_Dataset excerpts_

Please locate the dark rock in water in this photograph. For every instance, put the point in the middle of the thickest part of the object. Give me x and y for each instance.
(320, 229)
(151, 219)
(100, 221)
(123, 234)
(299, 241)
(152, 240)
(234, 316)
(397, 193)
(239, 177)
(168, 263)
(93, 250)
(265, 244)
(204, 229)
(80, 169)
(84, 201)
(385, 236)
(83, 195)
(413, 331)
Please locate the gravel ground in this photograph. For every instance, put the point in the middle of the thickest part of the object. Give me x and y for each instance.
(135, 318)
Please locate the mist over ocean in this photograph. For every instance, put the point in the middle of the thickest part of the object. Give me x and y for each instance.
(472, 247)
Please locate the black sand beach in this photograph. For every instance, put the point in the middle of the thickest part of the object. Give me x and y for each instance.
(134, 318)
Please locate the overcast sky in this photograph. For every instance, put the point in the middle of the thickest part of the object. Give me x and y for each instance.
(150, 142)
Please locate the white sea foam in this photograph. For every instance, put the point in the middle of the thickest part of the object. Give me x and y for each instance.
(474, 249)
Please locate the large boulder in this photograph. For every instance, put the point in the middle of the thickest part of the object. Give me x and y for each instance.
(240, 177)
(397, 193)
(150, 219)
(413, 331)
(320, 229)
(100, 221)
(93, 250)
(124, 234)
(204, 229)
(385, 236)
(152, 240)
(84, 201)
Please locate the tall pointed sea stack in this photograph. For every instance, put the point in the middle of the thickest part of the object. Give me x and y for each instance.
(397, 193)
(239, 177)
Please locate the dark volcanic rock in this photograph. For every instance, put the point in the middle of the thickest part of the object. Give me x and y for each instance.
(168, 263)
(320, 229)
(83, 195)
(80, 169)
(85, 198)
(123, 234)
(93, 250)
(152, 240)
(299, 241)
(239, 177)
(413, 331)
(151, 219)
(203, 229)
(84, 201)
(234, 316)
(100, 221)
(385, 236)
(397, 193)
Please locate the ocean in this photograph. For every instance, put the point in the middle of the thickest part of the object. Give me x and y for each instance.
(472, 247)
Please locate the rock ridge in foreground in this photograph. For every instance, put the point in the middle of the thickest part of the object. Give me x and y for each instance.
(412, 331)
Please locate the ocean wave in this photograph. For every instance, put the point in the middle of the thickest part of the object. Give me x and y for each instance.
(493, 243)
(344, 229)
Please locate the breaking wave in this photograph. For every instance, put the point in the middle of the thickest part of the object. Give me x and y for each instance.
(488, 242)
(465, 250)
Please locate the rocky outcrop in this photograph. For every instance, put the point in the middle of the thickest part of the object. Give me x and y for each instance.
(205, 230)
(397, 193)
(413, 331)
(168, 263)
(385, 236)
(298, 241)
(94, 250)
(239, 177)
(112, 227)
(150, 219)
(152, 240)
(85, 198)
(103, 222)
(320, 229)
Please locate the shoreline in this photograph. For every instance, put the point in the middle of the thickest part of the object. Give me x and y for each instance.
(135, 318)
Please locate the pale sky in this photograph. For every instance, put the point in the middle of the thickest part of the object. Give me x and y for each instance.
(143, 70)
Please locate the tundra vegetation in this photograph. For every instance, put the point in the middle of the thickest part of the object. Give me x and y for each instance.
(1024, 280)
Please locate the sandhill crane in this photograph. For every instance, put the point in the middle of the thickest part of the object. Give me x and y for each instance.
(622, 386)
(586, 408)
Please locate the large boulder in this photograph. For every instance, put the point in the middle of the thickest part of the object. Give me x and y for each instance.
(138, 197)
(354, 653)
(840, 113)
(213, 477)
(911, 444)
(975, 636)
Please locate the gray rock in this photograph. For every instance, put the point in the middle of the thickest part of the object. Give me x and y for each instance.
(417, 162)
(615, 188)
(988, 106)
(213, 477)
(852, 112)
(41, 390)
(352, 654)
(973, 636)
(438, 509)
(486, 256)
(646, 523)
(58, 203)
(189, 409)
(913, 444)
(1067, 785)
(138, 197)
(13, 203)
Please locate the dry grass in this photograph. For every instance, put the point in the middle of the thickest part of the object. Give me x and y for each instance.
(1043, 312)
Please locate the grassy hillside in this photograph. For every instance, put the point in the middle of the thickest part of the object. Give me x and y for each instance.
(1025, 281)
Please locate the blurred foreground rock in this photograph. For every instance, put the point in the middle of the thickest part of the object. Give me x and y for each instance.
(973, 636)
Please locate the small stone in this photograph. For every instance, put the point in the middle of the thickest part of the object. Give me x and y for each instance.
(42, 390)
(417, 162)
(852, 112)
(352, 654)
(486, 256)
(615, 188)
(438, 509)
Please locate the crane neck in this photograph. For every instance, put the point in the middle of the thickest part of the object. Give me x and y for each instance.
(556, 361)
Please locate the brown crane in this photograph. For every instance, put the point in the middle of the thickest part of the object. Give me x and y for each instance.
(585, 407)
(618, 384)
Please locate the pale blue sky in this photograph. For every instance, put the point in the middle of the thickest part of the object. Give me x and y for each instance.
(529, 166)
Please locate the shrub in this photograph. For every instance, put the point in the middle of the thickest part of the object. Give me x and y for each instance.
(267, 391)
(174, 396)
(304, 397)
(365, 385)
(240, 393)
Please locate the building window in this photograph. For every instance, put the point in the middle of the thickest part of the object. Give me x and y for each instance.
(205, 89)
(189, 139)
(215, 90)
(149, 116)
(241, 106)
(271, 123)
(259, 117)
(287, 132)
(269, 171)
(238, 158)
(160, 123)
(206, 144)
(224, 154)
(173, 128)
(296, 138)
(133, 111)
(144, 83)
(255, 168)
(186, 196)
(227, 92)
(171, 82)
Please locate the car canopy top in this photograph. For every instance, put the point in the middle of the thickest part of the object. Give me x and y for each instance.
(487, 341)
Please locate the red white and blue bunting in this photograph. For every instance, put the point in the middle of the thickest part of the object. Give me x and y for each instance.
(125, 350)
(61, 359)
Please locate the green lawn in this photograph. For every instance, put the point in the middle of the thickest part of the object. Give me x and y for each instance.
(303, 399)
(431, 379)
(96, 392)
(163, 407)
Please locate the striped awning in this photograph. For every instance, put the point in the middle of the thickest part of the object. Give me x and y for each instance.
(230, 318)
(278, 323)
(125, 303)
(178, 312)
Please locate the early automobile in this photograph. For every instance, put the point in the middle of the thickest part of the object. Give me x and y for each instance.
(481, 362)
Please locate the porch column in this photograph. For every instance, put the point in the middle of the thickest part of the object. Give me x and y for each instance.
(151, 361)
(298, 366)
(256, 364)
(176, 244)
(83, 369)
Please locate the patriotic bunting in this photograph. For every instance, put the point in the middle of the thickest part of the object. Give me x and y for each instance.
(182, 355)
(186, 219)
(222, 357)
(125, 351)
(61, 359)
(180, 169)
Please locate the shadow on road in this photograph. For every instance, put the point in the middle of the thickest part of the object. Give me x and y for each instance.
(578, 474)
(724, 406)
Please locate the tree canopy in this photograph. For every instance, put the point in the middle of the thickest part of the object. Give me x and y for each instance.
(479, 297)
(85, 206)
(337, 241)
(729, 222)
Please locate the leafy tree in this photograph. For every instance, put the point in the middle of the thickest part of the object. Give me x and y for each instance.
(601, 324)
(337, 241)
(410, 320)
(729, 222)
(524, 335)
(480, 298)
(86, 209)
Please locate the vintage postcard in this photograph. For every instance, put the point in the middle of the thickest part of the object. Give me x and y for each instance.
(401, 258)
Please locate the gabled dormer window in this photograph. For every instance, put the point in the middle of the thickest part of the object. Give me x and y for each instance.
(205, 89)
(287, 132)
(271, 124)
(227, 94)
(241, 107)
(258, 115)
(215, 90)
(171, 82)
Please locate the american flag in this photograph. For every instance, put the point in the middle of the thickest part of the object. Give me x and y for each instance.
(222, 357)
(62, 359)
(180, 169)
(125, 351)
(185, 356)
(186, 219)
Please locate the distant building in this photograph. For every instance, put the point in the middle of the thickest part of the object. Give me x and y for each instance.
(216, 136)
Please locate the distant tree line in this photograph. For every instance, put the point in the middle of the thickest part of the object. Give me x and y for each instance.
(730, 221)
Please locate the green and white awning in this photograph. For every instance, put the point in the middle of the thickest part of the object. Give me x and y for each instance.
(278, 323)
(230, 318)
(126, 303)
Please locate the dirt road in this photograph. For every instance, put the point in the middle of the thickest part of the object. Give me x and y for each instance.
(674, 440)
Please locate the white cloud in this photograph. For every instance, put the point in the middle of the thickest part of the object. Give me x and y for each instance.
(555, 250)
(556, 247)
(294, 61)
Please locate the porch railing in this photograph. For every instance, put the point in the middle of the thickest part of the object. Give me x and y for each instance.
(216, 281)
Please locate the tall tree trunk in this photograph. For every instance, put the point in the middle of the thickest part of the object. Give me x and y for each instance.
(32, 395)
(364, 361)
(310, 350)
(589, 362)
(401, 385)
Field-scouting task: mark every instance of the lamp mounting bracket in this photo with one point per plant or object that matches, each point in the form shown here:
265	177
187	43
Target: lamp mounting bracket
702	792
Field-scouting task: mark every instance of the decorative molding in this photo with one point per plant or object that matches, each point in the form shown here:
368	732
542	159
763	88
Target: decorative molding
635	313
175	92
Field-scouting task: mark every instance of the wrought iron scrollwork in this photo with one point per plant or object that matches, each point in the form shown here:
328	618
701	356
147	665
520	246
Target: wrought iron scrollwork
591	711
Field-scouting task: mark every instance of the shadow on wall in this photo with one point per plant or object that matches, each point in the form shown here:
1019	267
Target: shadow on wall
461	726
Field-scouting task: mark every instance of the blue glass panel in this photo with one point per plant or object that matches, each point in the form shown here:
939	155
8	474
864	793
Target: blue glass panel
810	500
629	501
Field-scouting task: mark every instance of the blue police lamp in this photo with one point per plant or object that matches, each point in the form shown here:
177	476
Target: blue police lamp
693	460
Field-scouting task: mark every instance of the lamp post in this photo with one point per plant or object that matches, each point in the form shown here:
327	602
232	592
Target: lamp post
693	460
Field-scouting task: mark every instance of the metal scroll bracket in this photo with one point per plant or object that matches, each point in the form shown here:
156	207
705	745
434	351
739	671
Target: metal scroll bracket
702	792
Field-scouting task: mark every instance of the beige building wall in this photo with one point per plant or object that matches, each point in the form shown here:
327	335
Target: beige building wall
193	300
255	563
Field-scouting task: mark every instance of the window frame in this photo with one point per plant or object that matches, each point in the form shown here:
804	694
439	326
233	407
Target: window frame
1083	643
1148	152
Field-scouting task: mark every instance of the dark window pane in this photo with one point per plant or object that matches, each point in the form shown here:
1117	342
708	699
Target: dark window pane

_The problem_
Select every line in the records above that contains the word "matches".

_Response_
Field-scouting task: mark every instance of the lamp mounting bracket in this photo with one point per plant or object that matches, each point in the form shown here:
Field-scouting task: mark every instance of the decorative molding in this photo with one point per plant or object that matches, each point in the form shown here:
Field-scouting task: mark every instance of the wrought iron scrollwork in this photo with one point per plant or object that matches, each point in the form shown here:
Field-scouting task: mark every instance of the shadow on wall in this photo with one point per plant or object that matches, each point in the form shown here:
Field-scouting task: mark every instance of the blue glass panel in this photo with one point per plant or object that matches, each point in the form shown here:
Field-scouting task: mark every instance of the blue police lamp in this photo with one point per plant or object that matches, each point in the form shown here:
Field-scouting task: mark every instance of the lamp post in this photo with one point per plant or object that matches, each point in the form shown here:
Field-scouting task: mark every instance of the metal scroll bracket in this photo with one point per plant or object that matches, each point in the form shown here:
Field-scouting task: mark every instance of the beige building wall in this photo with one point per plant or object that matches, each point in the form shown here:
Field-scouting task: mark every instance of the window frame in this photo with one point per plant or object that matches, each point in the form shown here:
Field-scouting task: mark every instance of the dark window pane in this photo with one point per plant or object that matches, each point in the form shown here:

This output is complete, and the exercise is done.